* SOURCE DATA
###
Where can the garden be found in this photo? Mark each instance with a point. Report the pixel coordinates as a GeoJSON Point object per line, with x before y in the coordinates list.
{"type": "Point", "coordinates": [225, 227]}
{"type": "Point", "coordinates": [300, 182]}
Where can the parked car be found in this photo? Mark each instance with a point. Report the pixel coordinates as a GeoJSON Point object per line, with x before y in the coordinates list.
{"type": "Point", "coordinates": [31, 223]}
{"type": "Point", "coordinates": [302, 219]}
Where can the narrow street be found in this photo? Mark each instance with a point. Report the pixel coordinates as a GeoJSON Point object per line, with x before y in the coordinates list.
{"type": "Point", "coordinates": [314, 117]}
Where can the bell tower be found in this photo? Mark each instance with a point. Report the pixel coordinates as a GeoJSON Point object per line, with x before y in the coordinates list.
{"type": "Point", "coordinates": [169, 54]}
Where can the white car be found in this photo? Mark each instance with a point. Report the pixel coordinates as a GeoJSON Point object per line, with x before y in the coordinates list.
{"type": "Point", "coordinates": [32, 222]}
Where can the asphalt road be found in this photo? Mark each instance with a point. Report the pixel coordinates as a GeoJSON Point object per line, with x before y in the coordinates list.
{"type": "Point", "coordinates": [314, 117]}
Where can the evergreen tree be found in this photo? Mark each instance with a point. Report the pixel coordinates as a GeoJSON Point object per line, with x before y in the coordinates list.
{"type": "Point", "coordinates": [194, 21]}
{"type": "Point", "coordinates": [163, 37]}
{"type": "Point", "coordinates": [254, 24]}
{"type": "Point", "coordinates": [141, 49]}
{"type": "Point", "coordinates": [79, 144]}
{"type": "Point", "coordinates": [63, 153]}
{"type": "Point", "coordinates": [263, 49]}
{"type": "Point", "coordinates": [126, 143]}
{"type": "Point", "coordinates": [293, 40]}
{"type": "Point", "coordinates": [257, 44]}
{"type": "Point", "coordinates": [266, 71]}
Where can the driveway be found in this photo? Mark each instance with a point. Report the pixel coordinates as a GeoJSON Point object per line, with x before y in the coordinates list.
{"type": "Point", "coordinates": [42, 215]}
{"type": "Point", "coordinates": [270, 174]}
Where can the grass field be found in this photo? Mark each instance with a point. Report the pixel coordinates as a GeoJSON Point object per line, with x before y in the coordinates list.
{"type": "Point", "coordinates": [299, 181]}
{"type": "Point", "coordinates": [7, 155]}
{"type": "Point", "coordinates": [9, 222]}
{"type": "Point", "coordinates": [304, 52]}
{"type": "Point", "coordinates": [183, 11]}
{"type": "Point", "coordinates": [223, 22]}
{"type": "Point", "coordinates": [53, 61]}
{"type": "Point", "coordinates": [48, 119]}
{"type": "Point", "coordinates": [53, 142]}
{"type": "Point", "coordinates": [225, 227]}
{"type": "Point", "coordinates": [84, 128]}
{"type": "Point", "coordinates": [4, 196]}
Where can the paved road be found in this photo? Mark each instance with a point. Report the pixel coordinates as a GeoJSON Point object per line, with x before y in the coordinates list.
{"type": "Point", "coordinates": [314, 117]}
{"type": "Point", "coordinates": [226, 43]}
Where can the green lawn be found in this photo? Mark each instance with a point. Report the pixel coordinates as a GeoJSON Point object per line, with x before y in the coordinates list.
###
* WHAT THIS TASK INVOLVES
Return the full listing. Leave every word as it stands.

* SOLVED EXERCISE
Where can the garden be found in this photo? Mark each instance with a point. Report the pixel coordinates as a GeoJSON Point object per line, with x before y in the coordinates list.
{"type": "Point", "coordinates": [225, 227]}
{"type": "Point", "coordinates": [300, 182]}
Where can the parked car be found in this photo? Mark each instance with a point. Report the pixel coordinates as a GeoJSON Point object per line, with x before y in the coordinates list.
{"type": "Point", "coordinates": [31, 223]}
{"type": "Point", "coordinates": [302, 219]}
Where can the narrow street be found in this photo? Mark each instance with a point. Report the pixel coordinates as a GeoJSON Point object per line, with x before y in the coordinates list.
{"type": "Point", "coordinates": [314, 117]}
Where can the bell tower be found in this photo? Mark each instance with a point. Report the pixel coordinates as a GeoJSON Point object per line, with x before y in the coordinates list.
{"type": "Point", "coordinates": [169, 54]}
Where can the white car be found in this photo? Mark each instance with a point. Report the pixel coordinates as a GeoJSON Point object per line, with x before y in the coordinates list.
{"type": "Point", "coordinates": [32, 222]}
Where can the asphalt road be found in this photo? Mark each instance with a point. Report the pixel coordinates as a GeoJSON Point object per line, with x before y in the coordinates list.
{"type": "Point", "coordinates": [314, 117]}
Where can the evergreen tree be found in this photo? Mark each instance with a point. Report the pixel coordinates as a GeoJSON Point object per line, with x before y in the coordinates list.
{"type": "Point", "coordinates": [194, 21]}
{"type": "Point", "coordinates": [163, 37]}
{"type": "Point", "coordinates": [254, 24]}
{"type": "Point", "coordinates": [141, 49]}
{"type": "Point", "coordinates": [79, 144]}
{"type": "Point", "coordinates": [63, 153]}
{"type": "Point", "coordinates": [263, 49]}
{"type": "Point", "coordinates": [126, 143]}
{"type": "Point", "coordinates": [293, 40]}
{"type": "Point", "coordinates": [257, 44]}
{"type": "Point", "coordinates": [266, 71]}
Where can the driveway be found in this photo? Mark each instance with a point. Report the pixel coordinates as a GeoJSON Point object per line, with x before y in the coordinates list.
{"type": "Point", "coordinates": [42, 215]}
{"type": "Point", "coordinates": [270, 174]}
Where can the grass field be found in this photo? Mark each instance with a point. Report the pixel coordinates as a GeoJSON Point object per line, with x before y in the coordinates list.
{"type": "Point", "coordinates": [299, 181]}
{"type": "Point", "coordinates": [7, 155]}
{"type": "Point", "coordinates": [9, 222]}
{"type": "Point", "coordinates": [304, 52]}
{"type": "Point", "coordinates": [183, 11]}
{"type": "Point", "coordinates": [223, 22]}
{"type": "Point", "coordinates": [53, 61]}
{"type": "Point", "coordinates": [48, 119]}
{"type": "Point", "coordinates": [53, 142]}
{"type": "Point", "coordinates": [225, 227]}
{"type": "Point", "coordinates": [84, 128]}
{"type": "Point", "coordinates": [4, 196]}
Where can the paved road be found in this photo? Mark each instance with a point. Report the pixel coordinates as a GeoJSON Point object per line, with x before y in the coordinates list.
{"type": "Point", "coordinates": [314, 117]}
{"type": "Point", "coordinates": [226, 43]}
Where can the green lawn be found in this photo? Mark each instance with a point. Report the pixel coordinates as a GeoJSON Point object per line, with x before y in the coordinates list.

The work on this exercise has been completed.